## TEXT BLOCK
┌──

How do we manage security when our users are integrating smart phones and other mobile devices into the workplace? This is a question we hear more and more from our customers as their employees are buying mobile devices such as iPads, iPhones, Blackberries, and Android driven products. The rising tide of usage of these devices is impossible to stop and they have become ubiquitous in a short period of time. This leaves IT departments and security teams trying to figure out how to back fill security, often when they have little control over the device configuration. This is especially important as most every enterprise has to deal with both protecting confidential data such as customer personally identifiable information (PII) and regulatory compliance, such as PCI, HIPAA / HITECH, FFIEC, NERC, etc.
To answer the question of how to manage mobile device security risk, we recommend developing a mobile device security policy. For those organizations that cannot quickly do a mobile device risk assessment to guide policy development and need to fast-track some policy guidance, you might consider reviewing your laptop security policy – after all, mobile devices could be considered just as capable in terms of network access and data storage, yet their additional mobility increases the risk of them being lost, stolen, or damaged.

└──

## SUPPLIED INFORMATION
┌──

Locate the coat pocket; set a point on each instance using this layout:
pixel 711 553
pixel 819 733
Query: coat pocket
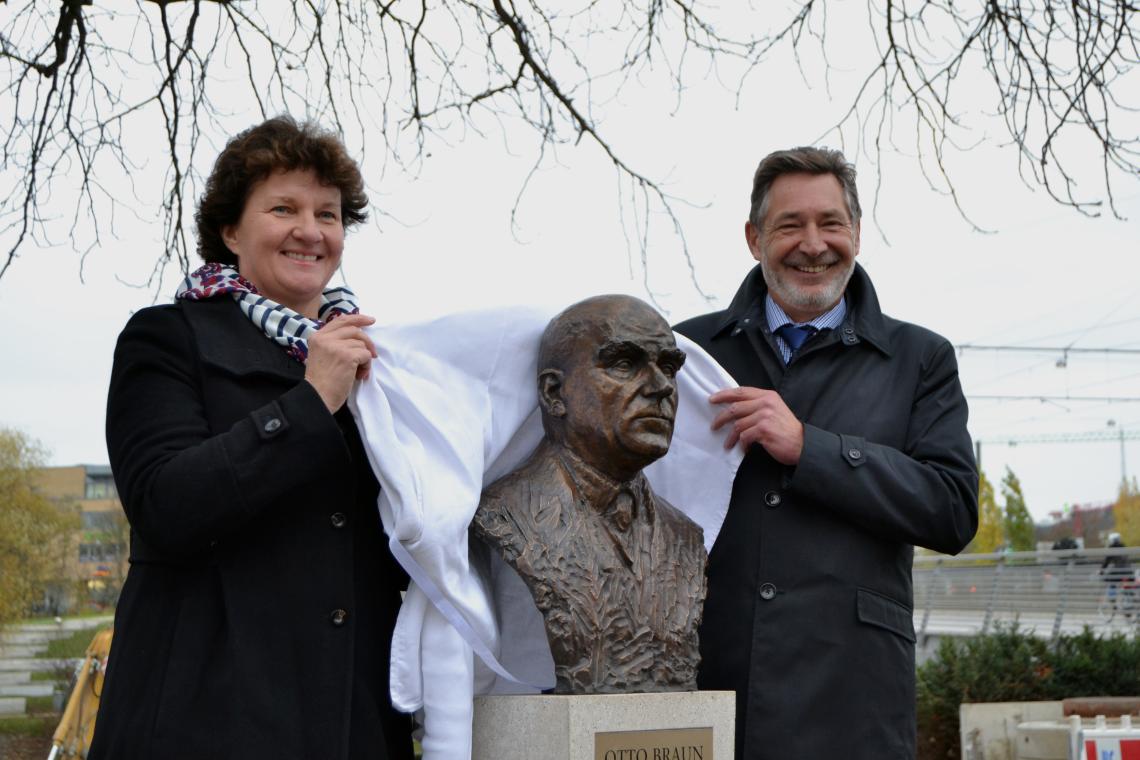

└──

## DIRECTIONS FOR THIS TASK
Write out the mobile device security text verbatim, starting at "How do we manage" and ending at "FFIEC, NERC, etc.". The data has no connection to the text about mobile device security.

## OUTPUT OF THE TASK
How do we manage security when our users are integrating smart phones and other mobile devices into the workplace? This is a question we hear more and more from our customers as their employees are buying mobile devices such as iPads, iPhones, Blackberries, and Android driven products. The rising tide of usage of these devices is impossible to stop and they have become ubiquitous in a short period of time. This leaves IT departments and security teams trying to figure out how to back fill security, often when they have little control over the device configuration. This is especially important as most every enterprise has to deal with both protecting confidential data such as customer personally identifiable information (PII) and regulatory compliance, such as PCI, HIPAA / HITECH, FFIEC, NERC, etc.